--- start Recorded data ---

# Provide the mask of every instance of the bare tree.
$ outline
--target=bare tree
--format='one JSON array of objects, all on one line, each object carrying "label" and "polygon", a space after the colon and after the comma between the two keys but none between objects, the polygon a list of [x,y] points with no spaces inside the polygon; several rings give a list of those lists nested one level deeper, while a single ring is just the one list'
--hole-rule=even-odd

--- end Recorded data ---
--- start Recorded data ---

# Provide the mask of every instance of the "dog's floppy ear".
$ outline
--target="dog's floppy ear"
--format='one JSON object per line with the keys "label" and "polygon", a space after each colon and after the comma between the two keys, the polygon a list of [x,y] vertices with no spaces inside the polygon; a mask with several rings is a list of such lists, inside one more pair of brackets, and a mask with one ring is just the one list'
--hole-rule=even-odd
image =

--- end Recorded data ---

Given problem
Retype the listing lines from the one containing "# Provide the mask of every instance of the bare" through the one containing "--target=bare tree", inclusive.

Response to this task
# Provide the mask of every instance of the bare tree.
$ outline
--target=bare tree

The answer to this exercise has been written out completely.